— Begin —
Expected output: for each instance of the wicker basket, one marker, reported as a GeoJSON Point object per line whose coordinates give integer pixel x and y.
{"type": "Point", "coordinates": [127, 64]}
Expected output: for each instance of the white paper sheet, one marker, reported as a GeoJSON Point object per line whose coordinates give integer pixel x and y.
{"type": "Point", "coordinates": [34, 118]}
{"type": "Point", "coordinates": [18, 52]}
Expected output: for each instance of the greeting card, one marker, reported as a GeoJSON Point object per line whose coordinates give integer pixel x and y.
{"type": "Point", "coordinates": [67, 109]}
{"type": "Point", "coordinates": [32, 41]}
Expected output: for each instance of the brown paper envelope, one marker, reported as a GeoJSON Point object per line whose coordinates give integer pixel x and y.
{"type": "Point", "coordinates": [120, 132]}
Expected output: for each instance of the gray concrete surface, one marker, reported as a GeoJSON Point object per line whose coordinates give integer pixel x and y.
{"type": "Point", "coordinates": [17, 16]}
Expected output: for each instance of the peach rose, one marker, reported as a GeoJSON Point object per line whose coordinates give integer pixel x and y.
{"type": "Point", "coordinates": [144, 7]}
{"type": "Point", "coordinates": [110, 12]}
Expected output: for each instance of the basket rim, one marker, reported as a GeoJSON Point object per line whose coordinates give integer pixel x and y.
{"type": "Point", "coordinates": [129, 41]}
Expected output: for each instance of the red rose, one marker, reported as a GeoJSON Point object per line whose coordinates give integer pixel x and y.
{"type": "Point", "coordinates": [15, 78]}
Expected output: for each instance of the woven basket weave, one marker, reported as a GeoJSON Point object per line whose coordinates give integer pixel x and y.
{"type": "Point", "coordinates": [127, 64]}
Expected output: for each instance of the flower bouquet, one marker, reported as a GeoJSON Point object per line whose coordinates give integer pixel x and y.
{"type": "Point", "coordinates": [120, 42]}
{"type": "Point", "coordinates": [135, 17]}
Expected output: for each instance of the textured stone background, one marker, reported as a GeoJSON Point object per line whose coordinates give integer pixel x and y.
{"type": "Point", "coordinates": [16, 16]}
— End —
## TASK PROMPT
Can you quote every item above word for word, keeping the original order and line breaks?

## EXPECTED ANSWER
Expected output: for each instance of the wicker basket, one marker, reported as a GeoJSON Point object per line whose coordinates give integer pixel x and y.
{"type": "Point", "coordinates": [127, 64]}
Expected output: for each instance of the white paper sheet, one marker, reported as a GeoJSON Point object per line whose coordinates give integer pixel x and y.
{"type": "Point", "coordinates": [34, 118]}
{"type": "Point", "coordinates": [18, 52]}
Expected output: for each instance of the greeting card, one marker, reported as a GeoJSON Point object per line whose coordinates give integer pixel x and y.
{"type": "Point", "coordinates": [67, 109]}
{"type": "Point", "coordinates": [32, 41]}
Expected output: for each instance of the brown paper envelope, one marker, reported as a GeoJSON Point object per line whose coordinates give integer pixel x and y.
{"type": "Point", "coordinates": [120, 132]}
Expected output: for each instance of the gray concrete surface, one marker, reported as a GeoJSON Point object per line whose coordinates give integer pixel x and y.
{"type": "Point", "coordinates": [17, 16]}
Expected output: for each instance of the peach rose, one marker, reported as a GeoJSON Point object per line whose coordinates give integer pixel x and y.
{"type": "Point", "coordinates": [144, 7]}
{"type": "Point", "coordinates": [110, 12]}
Expected output: for each instance of the basket rim, one marker, reported as a GeoJSON Point object per line whose coordinates give integer pixel x and y.
{"type": "Point", "coordinates": [129, 41]}
Expected output: for each instance of the red rose, one marker, reported as a GeoJSON Point object per line whose coordinates give integer pixel x and y.
{"type": "Point", "coordinates": [15, 78]}
Expected output: for each instance of the woven basket weave, one marker, reported as a GeoJSON Point object per line whose coordinates give integer pixel x and y.
{"type": "Point", "coordinates": [127, 64]}
Expected output: for each instance of the flower bouquet, one marker, reported as a GeoJSON Point object per line whose coordinates give integer pixel x and y.
{"type": "Point", "coordinates": [120, 42]}
{"type": "Point", "coordinates": [135, 17]}
Expected output: for each instance of the textured stone background, one marker, reported as a GeoJSON Point object per line whose coordinates give integer pixel x and y.
{"type": "Point", "coordinates": [16, 16]}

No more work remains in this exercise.